*WORK INSTRUCTIONS:*
Show each line of the records below where the word "woman" occurs.

*EXTRACTED RECORDS:*
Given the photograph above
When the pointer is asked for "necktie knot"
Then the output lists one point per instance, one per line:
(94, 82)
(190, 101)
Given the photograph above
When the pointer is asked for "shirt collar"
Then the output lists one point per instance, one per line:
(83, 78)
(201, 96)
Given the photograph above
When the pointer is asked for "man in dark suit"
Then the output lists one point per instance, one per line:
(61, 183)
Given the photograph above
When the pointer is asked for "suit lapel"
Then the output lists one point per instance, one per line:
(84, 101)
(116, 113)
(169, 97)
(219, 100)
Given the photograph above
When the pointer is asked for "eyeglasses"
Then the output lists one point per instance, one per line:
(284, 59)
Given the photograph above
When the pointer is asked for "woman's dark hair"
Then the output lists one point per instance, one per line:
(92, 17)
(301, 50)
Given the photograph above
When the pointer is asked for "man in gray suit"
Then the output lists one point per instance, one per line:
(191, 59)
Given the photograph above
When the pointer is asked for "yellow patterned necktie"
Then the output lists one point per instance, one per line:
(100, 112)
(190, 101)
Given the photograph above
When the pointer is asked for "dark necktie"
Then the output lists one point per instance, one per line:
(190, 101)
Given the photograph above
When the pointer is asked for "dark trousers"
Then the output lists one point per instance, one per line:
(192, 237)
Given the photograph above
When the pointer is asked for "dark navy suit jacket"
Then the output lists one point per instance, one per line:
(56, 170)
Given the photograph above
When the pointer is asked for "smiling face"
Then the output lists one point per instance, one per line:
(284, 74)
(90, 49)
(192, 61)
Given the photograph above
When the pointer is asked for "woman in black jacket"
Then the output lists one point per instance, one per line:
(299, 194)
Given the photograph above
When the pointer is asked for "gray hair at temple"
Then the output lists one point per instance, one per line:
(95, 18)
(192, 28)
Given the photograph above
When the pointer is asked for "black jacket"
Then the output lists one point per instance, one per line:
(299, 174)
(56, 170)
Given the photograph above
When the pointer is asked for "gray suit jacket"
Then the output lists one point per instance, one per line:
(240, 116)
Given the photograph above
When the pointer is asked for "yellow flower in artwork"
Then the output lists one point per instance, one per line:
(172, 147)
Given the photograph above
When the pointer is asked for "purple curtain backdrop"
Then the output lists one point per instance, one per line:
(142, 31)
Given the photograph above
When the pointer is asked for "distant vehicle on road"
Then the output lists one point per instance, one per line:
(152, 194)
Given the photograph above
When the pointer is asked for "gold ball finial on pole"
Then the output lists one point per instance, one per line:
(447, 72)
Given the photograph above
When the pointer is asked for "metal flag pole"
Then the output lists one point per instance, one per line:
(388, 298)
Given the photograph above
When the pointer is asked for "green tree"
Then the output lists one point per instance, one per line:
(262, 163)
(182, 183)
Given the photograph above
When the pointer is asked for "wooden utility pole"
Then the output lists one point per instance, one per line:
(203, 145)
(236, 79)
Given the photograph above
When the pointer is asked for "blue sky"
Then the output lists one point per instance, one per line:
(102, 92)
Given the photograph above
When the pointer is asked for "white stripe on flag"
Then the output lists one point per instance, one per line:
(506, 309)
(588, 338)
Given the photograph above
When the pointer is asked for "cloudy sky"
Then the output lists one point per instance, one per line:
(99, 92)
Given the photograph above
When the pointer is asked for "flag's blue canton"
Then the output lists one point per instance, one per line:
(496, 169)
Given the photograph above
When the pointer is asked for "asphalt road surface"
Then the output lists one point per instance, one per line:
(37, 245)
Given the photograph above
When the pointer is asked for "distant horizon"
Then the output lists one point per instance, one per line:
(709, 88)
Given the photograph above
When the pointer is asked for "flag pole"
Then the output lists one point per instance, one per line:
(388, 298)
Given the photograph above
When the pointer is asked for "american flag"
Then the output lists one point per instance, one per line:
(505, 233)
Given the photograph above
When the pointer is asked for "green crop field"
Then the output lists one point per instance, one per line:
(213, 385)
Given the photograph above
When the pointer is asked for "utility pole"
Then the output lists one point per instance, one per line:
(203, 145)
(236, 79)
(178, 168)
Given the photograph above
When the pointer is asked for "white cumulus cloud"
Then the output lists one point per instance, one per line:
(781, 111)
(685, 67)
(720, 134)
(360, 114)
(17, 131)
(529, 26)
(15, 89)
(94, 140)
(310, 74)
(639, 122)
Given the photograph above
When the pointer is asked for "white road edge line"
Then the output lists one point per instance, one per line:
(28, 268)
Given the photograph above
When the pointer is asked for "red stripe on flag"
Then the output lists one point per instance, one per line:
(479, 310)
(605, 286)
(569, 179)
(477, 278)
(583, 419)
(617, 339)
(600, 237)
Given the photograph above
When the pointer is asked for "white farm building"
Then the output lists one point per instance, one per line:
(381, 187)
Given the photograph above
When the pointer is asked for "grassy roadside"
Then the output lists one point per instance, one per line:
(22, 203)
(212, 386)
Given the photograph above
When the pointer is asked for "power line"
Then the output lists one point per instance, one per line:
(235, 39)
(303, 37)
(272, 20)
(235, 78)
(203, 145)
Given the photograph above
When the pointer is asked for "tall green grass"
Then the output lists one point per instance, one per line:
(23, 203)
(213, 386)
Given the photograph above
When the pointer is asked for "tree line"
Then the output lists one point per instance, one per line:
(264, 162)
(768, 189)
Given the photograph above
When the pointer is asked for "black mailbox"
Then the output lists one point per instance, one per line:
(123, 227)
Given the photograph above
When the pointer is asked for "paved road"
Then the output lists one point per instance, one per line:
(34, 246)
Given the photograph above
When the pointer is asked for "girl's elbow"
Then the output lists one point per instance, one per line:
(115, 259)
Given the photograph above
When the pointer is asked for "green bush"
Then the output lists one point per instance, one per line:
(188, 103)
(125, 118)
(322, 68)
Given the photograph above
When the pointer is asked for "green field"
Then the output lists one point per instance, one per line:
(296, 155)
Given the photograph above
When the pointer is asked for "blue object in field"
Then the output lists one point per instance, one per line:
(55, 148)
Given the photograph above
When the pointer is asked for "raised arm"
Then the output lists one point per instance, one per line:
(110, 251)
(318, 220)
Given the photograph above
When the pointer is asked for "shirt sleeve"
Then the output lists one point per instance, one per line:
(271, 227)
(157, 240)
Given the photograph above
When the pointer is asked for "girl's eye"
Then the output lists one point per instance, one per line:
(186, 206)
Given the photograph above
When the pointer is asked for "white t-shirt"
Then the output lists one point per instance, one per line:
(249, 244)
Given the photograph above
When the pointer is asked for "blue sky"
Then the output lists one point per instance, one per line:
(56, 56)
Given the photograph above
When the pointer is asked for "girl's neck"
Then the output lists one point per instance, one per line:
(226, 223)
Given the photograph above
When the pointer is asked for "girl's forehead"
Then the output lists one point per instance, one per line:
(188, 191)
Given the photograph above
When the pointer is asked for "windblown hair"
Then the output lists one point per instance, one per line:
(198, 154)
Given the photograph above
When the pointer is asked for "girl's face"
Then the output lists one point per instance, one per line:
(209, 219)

*EXERCISE RESULT:*
When the pointer is asked for "woman's dark hair"
When the pointer is asked for "woman in black jacket"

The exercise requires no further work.